Copy each of the following records verbatim, keeping every line unchanged.
┌─ INFORMATION SUPPLIED
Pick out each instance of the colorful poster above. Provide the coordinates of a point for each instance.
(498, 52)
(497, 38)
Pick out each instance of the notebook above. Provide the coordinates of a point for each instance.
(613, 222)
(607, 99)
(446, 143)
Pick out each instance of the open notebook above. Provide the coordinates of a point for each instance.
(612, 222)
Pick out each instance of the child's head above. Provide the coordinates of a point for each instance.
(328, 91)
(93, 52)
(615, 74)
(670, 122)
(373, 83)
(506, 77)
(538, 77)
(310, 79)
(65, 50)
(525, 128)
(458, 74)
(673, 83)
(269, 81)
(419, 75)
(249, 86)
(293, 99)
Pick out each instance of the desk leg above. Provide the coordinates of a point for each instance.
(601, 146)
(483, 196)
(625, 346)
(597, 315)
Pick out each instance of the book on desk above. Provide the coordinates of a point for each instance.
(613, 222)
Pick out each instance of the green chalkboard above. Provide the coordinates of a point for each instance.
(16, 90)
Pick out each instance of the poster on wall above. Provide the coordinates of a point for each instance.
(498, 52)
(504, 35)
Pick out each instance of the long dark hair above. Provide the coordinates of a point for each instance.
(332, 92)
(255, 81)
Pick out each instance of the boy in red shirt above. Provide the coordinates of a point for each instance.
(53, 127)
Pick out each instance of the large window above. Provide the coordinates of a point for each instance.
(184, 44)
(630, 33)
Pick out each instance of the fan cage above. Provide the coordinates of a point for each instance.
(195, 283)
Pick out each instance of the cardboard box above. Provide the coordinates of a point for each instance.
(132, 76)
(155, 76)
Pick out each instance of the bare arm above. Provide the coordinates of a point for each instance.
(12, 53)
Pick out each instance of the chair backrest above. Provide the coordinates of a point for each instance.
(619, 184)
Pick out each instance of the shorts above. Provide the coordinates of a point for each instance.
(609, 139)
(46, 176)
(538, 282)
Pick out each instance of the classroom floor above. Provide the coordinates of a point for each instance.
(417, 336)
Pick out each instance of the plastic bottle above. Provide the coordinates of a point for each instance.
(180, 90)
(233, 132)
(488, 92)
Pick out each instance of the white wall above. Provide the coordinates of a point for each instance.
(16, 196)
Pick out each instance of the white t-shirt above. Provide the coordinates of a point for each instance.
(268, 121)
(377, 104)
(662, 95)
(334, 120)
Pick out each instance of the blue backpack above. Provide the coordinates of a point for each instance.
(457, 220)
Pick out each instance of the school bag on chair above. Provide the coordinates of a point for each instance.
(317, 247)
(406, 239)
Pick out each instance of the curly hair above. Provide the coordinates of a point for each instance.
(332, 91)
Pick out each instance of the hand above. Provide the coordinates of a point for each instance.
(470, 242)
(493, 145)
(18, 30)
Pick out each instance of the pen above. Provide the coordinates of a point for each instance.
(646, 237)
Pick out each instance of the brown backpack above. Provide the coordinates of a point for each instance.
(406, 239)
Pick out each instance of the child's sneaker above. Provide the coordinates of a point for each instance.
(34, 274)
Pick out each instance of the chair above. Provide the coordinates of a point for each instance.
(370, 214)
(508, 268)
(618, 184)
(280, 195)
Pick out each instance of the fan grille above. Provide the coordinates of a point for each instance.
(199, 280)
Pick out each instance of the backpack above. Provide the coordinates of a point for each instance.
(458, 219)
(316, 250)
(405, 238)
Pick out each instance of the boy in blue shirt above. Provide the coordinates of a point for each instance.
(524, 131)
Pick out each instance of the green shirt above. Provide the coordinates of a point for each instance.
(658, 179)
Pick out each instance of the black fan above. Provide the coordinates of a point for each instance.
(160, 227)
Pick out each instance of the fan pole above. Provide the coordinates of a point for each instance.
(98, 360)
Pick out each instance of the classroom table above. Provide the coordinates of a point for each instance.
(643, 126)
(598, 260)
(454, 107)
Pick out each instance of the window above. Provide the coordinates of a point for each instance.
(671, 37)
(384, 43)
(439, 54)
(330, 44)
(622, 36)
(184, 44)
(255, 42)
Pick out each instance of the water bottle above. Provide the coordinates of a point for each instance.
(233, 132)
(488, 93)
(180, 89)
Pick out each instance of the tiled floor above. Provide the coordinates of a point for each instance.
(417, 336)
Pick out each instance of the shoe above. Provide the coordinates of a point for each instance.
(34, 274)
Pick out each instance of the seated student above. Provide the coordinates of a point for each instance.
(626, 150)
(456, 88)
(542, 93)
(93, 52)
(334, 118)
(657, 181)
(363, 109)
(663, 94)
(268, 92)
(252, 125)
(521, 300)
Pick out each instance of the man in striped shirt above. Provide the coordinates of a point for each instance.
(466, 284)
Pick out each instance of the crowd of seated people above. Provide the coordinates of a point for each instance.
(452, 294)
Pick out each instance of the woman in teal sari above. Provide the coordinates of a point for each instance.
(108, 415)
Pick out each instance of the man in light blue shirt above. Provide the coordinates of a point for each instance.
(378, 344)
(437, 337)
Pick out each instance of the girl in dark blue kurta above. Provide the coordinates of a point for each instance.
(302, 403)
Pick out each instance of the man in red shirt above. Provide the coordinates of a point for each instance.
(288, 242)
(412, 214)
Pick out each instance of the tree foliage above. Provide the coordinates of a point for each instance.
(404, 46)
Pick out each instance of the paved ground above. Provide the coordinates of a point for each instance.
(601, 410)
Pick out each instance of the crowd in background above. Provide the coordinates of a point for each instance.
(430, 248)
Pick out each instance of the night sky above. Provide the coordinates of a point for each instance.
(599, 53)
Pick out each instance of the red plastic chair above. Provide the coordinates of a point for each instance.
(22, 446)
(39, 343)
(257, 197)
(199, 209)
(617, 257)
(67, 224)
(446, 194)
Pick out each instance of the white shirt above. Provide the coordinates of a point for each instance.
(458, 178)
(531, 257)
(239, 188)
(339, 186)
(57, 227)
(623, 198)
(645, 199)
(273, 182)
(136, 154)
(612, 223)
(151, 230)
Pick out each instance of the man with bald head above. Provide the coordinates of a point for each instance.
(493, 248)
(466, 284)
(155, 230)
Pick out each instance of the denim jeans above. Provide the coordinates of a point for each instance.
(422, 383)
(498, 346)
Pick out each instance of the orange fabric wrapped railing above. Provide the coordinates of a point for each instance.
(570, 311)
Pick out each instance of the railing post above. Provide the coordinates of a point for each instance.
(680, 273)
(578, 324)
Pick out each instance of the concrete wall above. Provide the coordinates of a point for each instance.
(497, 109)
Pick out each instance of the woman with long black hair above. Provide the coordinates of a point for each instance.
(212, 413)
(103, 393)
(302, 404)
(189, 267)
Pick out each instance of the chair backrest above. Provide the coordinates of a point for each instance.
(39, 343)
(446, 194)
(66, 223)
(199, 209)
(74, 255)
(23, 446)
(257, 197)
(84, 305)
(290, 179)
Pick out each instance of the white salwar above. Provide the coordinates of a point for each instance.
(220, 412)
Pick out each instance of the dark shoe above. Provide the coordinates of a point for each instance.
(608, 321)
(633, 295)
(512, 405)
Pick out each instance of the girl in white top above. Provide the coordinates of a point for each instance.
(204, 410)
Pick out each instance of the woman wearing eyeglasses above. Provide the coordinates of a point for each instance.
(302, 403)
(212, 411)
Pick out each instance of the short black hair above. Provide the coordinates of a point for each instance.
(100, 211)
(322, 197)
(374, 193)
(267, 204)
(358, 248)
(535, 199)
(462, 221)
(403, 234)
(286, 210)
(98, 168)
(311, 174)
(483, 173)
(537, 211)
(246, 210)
└─
▶ ANSWER TO THIS TASK:
Pick out each instance of the colorful poster above. Provide the coordinates of a point for each instance.
(498, 52)
(497, 38)
Pick out each instance of the notebook above. Provide the coordinates of a point for each instance.
(613, 222)
(607, 99)
(446, 143)
Pick out each instance of the open notebook above. Provide the coordinates of a point for each instance.
(612, 222)
Pick out each instance of the child's head above. Provide the coordinates of a point for each instance.
(328, 91)
(93, 52)
(615, 74)
(670, 122)
(373, 83)
(506, 77)
(538, 77)
(310, 79)
(65, 50)
(525, 128)
(458, 74)
(673, 83)
(269, 81)
(419, 75)
(249, 86)
(293, 99)
Pick out each instance of the desk leg above. Provide the coordinates of a point for each instance.
(601, 146)
(483, 196)
(625, 346)
(597, 315)
Pick out each instance of the book on desk above. Provide the coordinates of a point for each instance.
(613, 222)
Pick out each instance of the green chalkboard above. Provide the coordinates of a point for each instance.
(16, 90)
Pick out each instance of the poster on wall above. Provide the coordinates of a point for each instance.
(498, 52)
(504, 35)
Pick out each instance of the long dark hair above. Provide the coordinates of a point for each instance.
(332, 92)
(255, 81)
Pick out each instance of the boy in red shirt above. Provide the coordinates of a point for each instance.
(53, 127)
Pick out each instance of the large window above. Provide the coordinates of a point for each instance.
(184, 44)
(630, 33)
Pick out each instance of the fan cage above. Provide the coordinates of a point for each instance.
(195, 283)
Pick out each instance of the cardboard box above. Provide the coordinates of a point for each instance.
(132, 76)
(155, 76)
Pick out each instance of the bare arm above. Provide the coordinates of a point for each instance.
(12, 53)
Pick out each instance of the chair backrest above. Provide the coordinates of a point for each instance.
(619, 184)
Pick out each instance of the shorts above. Provide the coordinates of a point for each instance.
(609, 139)
(46, 176)
(538, 282)
Pick out each instance of the classroom floor above. Provide the coordinates of a point for each instance.
(417, 336)
Pick out each instance of the plastic bottle above. Provide the coordinates of a point for each instance.
(180, 90)
(233, 132)
(488, 92)
Pick out each instance of the white wall above. Provide the coordinates of a point for each instance.
(16, 196)
Pick out each instance of the white t-shirt above. Provide the coordinates of a point for each instance.
(268, 121)
(377, 104)
(662, 95)
(334, 120)
Pick out each instance of the blue backpack above. Provide the coordinates of a point for each instance.
(457, 220)
Pick out each instance of the school bag on chair above. Provide the coordinates of a point for each instance.
(317, 247)
(406, 239)
Pick out each instance of the curly hair above. Provide the coordinates of a point for each instance.
(332, 91)
Pick out each instance of the hand above. Provide the coordinates of a point for each instance.
(470, 242)
(493, 145)
(18, 30)
Pick out each instance of the pen above. Provide the coordinates of a point for each instance.
(646, 237)
Pick out each instance of the brown backpack above. Provide the coordinates of a point for each instance.
(406, 239)
Pick out each instance of the child's sneaker above. Provide the coordinates of a point for each instance.
(34, 274)
Pick out each instance of the chair above. Provide the coordinates of a point for each instance.
(370, 214)
(508, 268)
(618, 184)
(280, 195)
Pick out each instance of the fan grille above. Provide the coordinates of a point for each instance.
(199, 280)
Pick out each instance of the backpack above. Provide the coordinates of a point for each instance.
(458, 219)
(316, 250)
(405, 238)
Pick out each instance of the boy in blue shirt above. Provide the coordinates of a point for each instance.
(524, 131)
Pick out each instance of the green shirt above. Provide the coordinates of a point for each instance.
(658, 179)
Pick out each instance of the black fan above. Provide the coordinates of a point for each instance.
(160, 227)
Pick out each instance of the fan pole above. Provide the coordinates of a point for each instance.
(98, 360)
Pick out each instance of the classroom table above. Provide the coordinates of a point for each instance.
(643, 126)
(598, 260)
(454, 107)
Pick out each instance of the window above. Provide the coordinates of a point for each instance.
(671, 37)
(384, 43)
(439, 54)
(330, 44)
(622, 36)
(184, 44)
(255, 42)
Pick out each instance of the water bottle above. Provide the coordinates of a point for each instance.
(233, 132)
(488, 93)
(180, 89)
Pick out each instance of the tiled floor above. Provide the coordinates of a point for each instance.
(417, 336)
Pick out each instance of the shoe above. Provide the coordinates of a point for each instance.
(34, 274)
Pick out each instance of the seated student above. Provide the coordinates of a point for each instance.
(626, 150)
(456, 88)
(542, 93)
(93, 52)
(334, 118)
(657, 181)
(363, 109)
(663, 94)
(268, 92)
(252, 125)
(521, 300)
Pick out each instance of the man in striped shirt above. Provide the coordinates of a point for each instance.
(466, 284)
Pick out each instance of the crowd of seated people above. Provide the coordinates of a point for each instance.
(452, 294)
Pick out each instance of the woman in teal sari above. Provide the coordinates of a point for each instance.
(108, 415)
Pick out each instance of the man in light blue shirt above. Provide the coordinates of a point for each instance.
(378, 344)
(437, 337)
Pick out each instance of the girl in dark blue kurta above. Provide the coordinates of a point for each instance.
(302, 403)
Pick out each instance of the man in red shirt above. Provide the coordinates of a point for each instance.
(288, 242)
(412, 214)
Pick out each instance of the tree foliage above. Provide the coordinates of a point for each instance.
(404, 46)
Pick out each instance of the paved ground above. Provide the coordinates of a point for each instance.
(601, 410)
Pick out each instance of the crowd in background above. Provide the coordinates of a point for each instance.
(430, 248)
Pick out each instance of the night sky above. Provide the coordinates of a point for each instance.
(599, 53)
Pick out each instance of the red plastic chair above. Provide the coordinates of a point for each instance.
(22, 446)
(39, 343)
(257, 197)
(199, 209)
(617, 257)
(67, 224)
(446, 194)
Pick out each instance of the white shirt above. Provide the coordinates of a point for each instance.
(458, 178)
(531, 257)
(239, 188)
(339, 186)
(57, 227)
(623, 198)
(645, 199)
(273, 182)
(136, 154)
(612, 223)
(151, 230)
Pick out each instance of the man with bald head above. Provide the coordinates of a point for each instance.
(493, 248)
(466, 284)
(155, 230)
Pick out each instance of the denim jeans above. Provide the coordinates of a point for each instance.
(422, 383)
(498, 346)
Pick out each instance of the orange fabric wrapped railing above. Provide the coordinates of a point for each instance.
(570, 311)
Pick out each instance of the railing post above. Provide the coordinates of a point for each instance.
(680, 273)
(578, 324)
Pick out each instance of the concrete wall above. Provide the coordinates of a point for each instance.
(497, 109)
Pick out each instance of the woman with long black hair above. Provide the coordinates of a point for each instance.
(212, 413)
(103, 393)
(302, 404)
(189, 267)
Pick out each instance of the chair backrest above. Provide the coordinates of a point for each instance.
(39, 343)
(446, 194)
(66, 223)
(199, 209)
(74, 255)
(23, 446)
(257, 197)
(84, 305)
(290, 179)
Pick out each instance of the white salwar above. Provide the coordinates of a point for each instance.
(220, 412)
Pick out each instance of the dark shoe above. Provide the coordinates of a point for each instance.
(608, 321)
(633, 295)
(512, 405)
Pick out each instance of the girl in white top above. Provide the coordinates of a point for each instance.
(204, 410)
Pick out each instance of the woman wearing eyeglasses above. Provide the coordinates of a point for each instance.
(302, 403)
(212, 411)
Pick out each instance of the short black hair above. Provide the coordinates of a point for each instance.
(100, 211)
(322, 197)
(374, 193)
(267, 204)
(358, 248)
(535, 199)
(462, 221)
(403, 234)
(286, 210)
(98, 168)
(311, 174)
(483, 173)
(537, 211)
(246, 210)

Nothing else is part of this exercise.